■ PAGE TEXT
————

Lee wanders over to say gidday to the “Boss”. “Just take a look at the arms on him,” Don laughs. “Geez, he’s like Pop-eye.”

Waitakere City is divided into 48 inorganic rubbish collection zones, and the rubbish is collected by the contracting company Onyx. Onyx’s two inorganic trucks must clear one zone a week; Lee, having usually scared off his co-workers, has to clear half the city’s inorganic rubbish on his own.

They’re clearing Kelston this week. “It’s a heavy area,” Don tells me. “Usually the older the area, the more the crap.”

There’s certainly a lot of junk down Aotea Street, opposite Kelston Girls’ High School: busted prams, burnt-out toasters, bent slides, broken mirrors, rusted bikes, mouldering carpet, disintegrating chairs, dead Teds, Irvin Shaw’s under-rated novel Beggarman, Thief, a NZ Pocket Oxford Dictionary shorn of its cover; and numerous ab-sculpting machines bought with the best of intentions.

“Just chuck the whole lot on,” says Maryanna, “except for tyres, paint, batteries, oil, and gas bottles. Oh, and no organic garden stuff.”

Most of the piles have been picked over several times, which makes Lee and Maryanna’s job more difficult. Rubbish is strewn everywhere: Lee throws the bigger pieces on to the truck first and then corrals the scraps — brittle plastic shards, bits of wood, smashed lamps — into a box, throwing this on last.

Aside from making a mess, the scavengers also ensure there’s little left to loot. While the collectors aren’t meant to take anything, they do bend the rules very slightly: last week Maryanna gave her delighted nephew a toy machine gun. And she puts stuff aside for “the children: My entire street has got a ball for their kids.” Lee admits to purloining an oilskin fishing jacket and, today, I snaffle a reversible navy and orange bomber jacket.

I try it on for size and it obviously suits me because now a Maori woman in her thirties runs out of her house and hands me a shopping bag. Inside is a bottle of L&P, three cups, a bag of chicken chips and two steak pies.

We take a break, use a fridge/freezer lying on its side as a table. A couple of minutes later, the woman runs back out with a cut sandwich in gladwrap. “Sorry, they only had two pies left at the dairy,” she says.

————

■ DATA EXTRACT
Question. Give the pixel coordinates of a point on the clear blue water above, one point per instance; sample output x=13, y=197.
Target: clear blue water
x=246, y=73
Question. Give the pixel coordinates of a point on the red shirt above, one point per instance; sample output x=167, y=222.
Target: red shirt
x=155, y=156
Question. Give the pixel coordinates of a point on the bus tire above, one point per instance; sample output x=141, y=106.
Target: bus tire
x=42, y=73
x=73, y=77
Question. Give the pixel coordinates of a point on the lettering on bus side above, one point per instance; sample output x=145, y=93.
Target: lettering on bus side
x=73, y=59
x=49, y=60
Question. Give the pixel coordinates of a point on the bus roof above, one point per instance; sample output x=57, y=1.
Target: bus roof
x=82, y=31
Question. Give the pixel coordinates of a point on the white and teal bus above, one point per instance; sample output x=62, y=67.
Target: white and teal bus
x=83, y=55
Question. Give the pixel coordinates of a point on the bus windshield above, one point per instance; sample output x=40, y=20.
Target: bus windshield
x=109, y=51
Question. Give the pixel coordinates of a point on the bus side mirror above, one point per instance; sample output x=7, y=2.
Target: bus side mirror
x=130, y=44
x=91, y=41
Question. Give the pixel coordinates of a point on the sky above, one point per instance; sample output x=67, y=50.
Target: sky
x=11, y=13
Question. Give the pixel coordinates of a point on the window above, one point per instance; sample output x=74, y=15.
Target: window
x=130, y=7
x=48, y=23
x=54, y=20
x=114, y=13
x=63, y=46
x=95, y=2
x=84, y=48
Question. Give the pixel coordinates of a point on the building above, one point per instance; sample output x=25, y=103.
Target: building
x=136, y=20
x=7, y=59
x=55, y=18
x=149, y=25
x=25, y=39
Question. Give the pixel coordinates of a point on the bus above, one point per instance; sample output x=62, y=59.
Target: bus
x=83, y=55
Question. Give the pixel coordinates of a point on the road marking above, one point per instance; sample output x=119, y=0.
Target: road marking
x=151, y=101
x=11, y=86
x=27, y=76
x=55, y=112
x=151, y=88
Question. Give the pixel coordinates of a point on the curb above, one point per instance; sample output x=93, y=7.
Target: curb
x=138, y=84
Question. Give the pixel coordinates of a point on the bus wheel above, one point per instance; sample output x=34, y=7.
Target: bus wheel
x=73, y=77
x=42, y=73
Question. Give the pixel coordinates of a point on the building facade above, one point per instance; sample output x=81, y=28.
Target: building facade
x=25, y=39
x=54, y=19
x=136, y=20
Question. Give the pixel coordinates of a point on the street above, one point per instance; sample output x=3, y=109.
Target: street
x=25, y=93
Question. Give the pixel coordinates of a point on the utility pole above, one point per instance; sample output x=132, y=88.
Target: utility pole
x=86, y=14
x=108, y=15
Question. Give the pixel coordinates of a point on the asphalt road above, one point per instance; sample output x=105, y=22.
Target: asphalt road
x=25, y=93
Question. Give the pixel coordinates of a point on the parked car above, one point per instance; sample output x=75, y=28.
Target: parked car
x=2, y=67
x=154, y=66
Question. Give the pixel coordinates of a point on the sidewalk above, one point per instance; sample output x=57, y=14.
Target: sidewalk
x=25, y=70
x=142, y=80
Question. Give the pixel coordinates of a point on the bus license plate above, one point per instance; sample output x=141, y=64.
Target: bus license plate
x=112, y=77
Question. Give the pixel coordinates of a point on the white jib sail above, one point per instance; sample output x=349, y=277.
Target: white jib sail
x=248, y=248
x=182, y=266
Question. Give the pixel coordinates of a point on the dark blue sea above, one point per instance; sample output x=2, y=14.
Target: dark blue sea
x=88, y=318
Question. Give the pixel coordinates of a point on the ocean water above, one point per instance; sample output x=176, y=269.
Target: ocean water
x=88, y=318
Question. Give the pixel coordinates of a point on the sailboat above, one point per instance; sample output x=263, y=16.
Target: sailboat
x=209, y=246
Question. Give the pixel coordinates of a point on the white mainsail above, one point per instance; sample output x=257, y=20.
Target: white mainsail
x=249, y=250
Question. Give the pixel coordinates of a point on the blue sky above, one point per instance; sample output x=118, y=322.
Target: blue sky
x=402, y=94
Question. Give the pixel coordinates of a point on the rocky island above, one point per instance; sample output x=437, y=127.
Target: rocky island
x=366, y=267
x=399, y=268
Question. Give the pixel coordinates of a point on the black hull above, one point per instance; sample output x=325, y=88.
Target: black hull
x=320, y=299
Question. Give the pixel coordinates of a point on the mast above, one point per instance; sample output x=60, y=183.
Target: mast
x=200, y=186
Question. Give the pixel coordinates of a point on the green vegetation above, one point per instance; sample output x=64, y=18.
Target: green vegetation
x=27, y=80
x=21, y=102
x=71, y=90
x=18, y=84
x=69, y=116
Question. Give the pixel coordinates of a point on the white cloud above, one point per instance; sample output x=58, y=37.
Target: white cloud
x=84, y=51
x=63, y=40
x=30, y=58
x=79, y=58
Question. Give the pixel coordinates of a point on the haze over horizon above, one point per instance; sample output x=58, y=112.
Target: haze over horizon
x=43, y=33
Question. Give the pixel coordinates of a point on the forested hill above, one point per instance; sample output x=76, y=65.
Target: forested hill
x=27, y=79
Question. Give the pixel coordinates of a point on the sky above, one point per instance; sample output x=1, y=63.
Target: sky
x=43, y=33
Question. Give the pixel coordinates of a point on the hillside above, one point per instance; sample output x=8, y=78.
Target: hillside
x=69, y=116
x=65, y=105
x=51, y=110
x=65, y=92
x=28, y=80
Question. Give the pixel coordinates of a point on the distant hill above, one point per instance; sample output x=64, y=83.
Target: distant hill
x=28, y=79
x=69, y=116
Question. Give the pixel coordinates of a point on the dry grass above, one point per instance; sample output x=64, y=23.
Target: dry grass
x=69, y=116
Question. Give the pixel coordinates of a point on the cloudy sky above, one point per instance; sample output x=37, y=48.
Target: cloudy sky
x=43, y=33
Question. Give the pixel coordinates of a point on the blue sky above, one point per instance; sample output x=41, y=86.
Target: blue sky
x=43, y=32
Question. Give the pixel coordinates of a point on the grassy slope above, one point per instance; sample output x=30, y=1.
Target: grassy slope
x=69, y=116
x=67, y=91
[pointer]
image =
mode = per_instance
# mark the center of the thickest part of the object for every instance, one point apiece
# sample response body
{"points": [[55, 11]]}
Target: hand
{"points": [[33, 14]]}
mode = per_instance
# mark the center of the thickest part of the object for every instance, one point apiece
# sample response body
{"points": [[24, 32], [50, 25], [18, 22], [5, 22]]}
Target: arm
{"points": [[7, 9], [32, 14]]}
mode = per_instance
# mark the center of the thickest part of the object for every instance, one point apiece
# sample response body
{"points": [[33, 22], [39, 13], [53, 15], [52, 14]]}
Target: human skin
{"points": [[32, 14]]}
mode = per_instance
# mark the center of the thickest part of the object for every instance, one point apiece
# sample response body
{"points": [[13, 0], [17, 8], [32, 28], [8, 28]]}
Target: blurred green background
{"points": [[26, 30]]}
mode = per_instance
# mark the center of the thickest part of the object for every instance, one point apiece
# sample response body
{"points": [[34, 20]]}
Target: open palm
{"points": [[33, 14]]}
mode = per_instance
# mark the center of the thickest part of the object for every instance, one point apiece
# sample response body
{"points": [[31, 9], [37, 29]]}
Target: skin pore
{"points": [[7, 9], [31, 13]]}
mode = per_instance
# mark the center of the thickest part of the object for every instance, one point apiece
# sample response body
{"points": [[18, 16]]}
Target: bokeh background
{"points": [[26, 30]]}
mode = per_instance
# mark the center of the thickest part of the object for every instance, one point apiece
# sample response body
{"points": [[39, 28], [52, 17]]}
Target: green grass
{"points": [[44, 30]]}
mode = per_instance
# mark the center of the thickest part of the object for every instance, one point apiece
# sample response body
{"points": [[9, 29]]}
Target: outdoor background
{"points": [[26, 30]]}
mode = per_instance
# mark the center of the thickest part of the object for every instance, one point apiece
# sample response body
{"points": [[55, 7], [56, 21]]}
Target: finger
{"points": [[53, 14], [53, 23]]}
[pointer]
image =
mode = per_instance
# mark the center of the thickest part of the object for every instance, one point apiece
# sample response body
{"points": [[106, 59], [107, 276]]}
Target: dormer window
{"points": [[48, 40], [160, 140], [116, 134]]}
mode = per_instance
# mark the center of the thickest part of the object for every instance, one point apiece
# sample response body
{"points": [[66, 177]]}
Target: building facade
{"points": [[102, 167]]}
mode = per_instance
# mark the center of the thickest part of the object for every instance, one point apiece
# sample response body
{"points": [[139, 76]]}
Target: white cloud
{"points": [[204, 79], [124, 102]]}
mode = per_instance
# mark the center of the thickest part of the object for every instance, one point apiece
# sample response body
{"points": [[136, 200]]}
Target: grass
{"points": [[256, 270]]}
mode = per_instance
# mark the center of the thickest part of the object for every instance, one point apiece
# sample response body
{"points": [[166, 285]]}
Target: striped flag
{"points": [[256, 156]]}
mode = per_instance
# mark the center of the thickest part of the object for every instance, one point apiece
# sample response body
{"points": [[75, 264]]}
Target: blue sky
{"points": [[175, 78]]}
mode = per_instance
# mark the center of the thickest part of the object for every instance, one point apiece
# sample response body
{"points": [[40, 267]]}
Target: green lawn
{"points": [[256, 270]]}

————

■ WHAT TO DO
1: Answer these questions from the passage about inorganic rubbish collection, one line each:
(a) Into how many inorganic rubbish collection zones is Waitakere City divided?
(b) Which area is being cleared this week?
(c) What was inside the shopping bag the woman handed over?
2: List every item Maryanna says should not be put on the truck, according to the passage about inorganic rubbish collection.
3: Pick up the passage about inorganic rubbish collection after its last sentence and continue it.

■ RESPONSES TO THE EXERCISE
1:
(a) 48
(b) Kelston
(c) A bottle of L&P, three cups, a bag of chicken chips and two steak pies

2: Tyres, paint, batteries, oil, gas bottles, and organic garden stuff

3:
“Good people here,” says Lee, smiling. “Very kind people in Kelston.”

Lee finishes his pie in three bites and then says it’s time for us to get back to work. He tears the doors of the fridge/freezer — makes it easier to handle, he says — and then, tattooed thighs straining, lifts the fridge/freezer above his head and forces over the side of the truck. “Full load now,” he beams. “Now we go to the tip.”

Lee Brown: “A lot of the young fullas don’t like working with me cos I no buggering around.” Neophyte palagis, he says, are lucky to last one day. Don’t eat enough taro he says. “Can’t hack it, fulla. Can’t hack it.”

It’s a 15-minute drive to the Waitakere City transfer station at the bottom of Lincoln Road. On a good day, they should manage four or five trips, though Lee says he once managed eight loads, two-and-a-half tonnes at a time, on his own. “No one can beat me!” he boasts.

He rolls a cigarette and tells me a little bit about his life. Born in Apia, the sixteenth of 17 children, Lee came out to New Zealand, by himself, when he was 15. “There were hardly any island people then,” he says. “You might see one a year.” He worked for Watercare for 31 years until he was made redundant in 1991.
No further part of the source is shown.